Quote the text on GBA1 variant carriers verbatim, from "Table 4 Clinical" to "p.A215 and p.R434C).".

--- Text segment ---
• • • • • • •

We characterized the clinical phenotype of severe (n = 21), mild (n = 7) and risk (n = 39) GBA1 carriers and non-carriers (n = 554) only in unrelated PD patients excluding carriers with only one synonymous or VUS variant in individuals remaining after the filtering step. The AAO was similar between GBA1 carriers (61.6 ± 11.5) and non-carriers (62.6 ± 11.6). Severe PDGBA1 variant carriers showed a trend towards younger AAO compared to mild and risk (severe: 58.6 ± 13.1 vs mild: 65.4 ± 17 vs risk: 62.5 ± 9.3 years; p = 0.29) (Table 3), with a significant risk to develop early onset PD (OR = 4.02; p = 0.0098). In contrast to non-carriers, we also observed that carriers of pathogenic variants have a strong family history of PD (OR = 0.74; p = 0.0401).

Table 3 Demographic data for the PD patients in the Luxembourg Parkinson’s study separated by GBA1 variant status.

We compared clinical features between PD patients carrying pathogenic GBA1 variants and PD patients without GBA1 variants (Supplementary Table 6). We found that in carriers the sense of smell was strongly impaired (uncorrected p = 0.0210) and a higher rate of hallucinations (uncorrected p = 0.0415). Next, we compared patients carrying variants from each category (severe, mild or risk) separately with PD patients without GBA1 variants (Table 4). Carriers of severe GBA1 variants showed more severe non-motor symptoms when compared to non-GBA1 carriers, such as MDS-UPDRS Part I (uncorrected p = 0.0074) and hallucinations (uncorrected p = 0.0099), and also an impaired sense of smell as assessed by Sniffin’ Stick test (uncorrected p = 0.0405). To show the deleterious impact of the severe variants, we compared carriers of severe variants with patients carrying either mild or risk GBA1 variants (Table 5). We observed that severe variants carriers have more severe gait disorder (uncorrected p = 0.0188) and depression (uncorrected p = 0.0074) and worse MDS-UPDRS Part I (uncorrected p = 0.0019) and PDQ-39 (uncorrected p = 0.0422). For all clinical features, there were no significant associations after the correction for multiple comparisons using FDR adjustment.

Table 4 Clinical characteristics of PD classified by GBA1 variant status.
Table 5 The deleterious impact of severe GBA1-PD carriers in comparison with mild and risk and their clinical characteristics.

VUS and the glucosylceramidase structure

We detected nine already reported VUS (p.K13R, p.Y61H, p.R78C, p.L213P, p.E427K, p.A495P, p.H529R, p.R534C, p.T408T) and three new VUS (p.A97G, p.A215 and p.R434C).

• • • • • • •

--- Data block ---

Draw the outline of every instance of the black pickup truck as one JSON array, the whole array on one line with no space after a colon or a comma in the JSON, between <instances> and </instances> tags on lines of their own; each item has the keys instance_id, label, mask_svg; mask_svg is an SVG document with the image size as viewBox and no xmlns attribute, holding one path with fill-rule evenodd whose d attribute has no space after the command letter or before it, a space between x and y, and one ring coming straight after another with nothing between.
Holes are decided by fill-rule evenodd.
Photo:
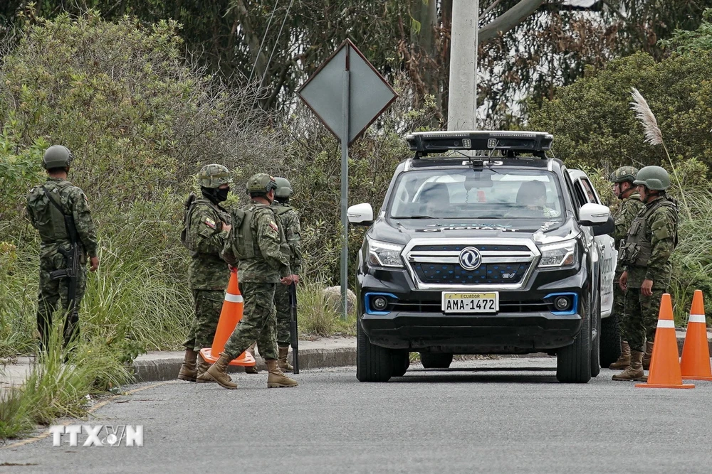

• • • • • • •

--- Task response ---
Table 4 Clinical characteristics of PD classified by GBA1 variant status.
Table 5 The deleterious impact of severe GBA1-PD carriers in comparison with mild and risk and their clinical characteristics.

VUS and the glucosylceramidase structure

We detected nine already reported VUS (p.K13R, p.Y61H, p.R78C, p.L213P, p.E427K, p.A495P, p.H529R, p.R534C, p.T408T) and three new VUS (p.A97G, p.A215 and p.R434C).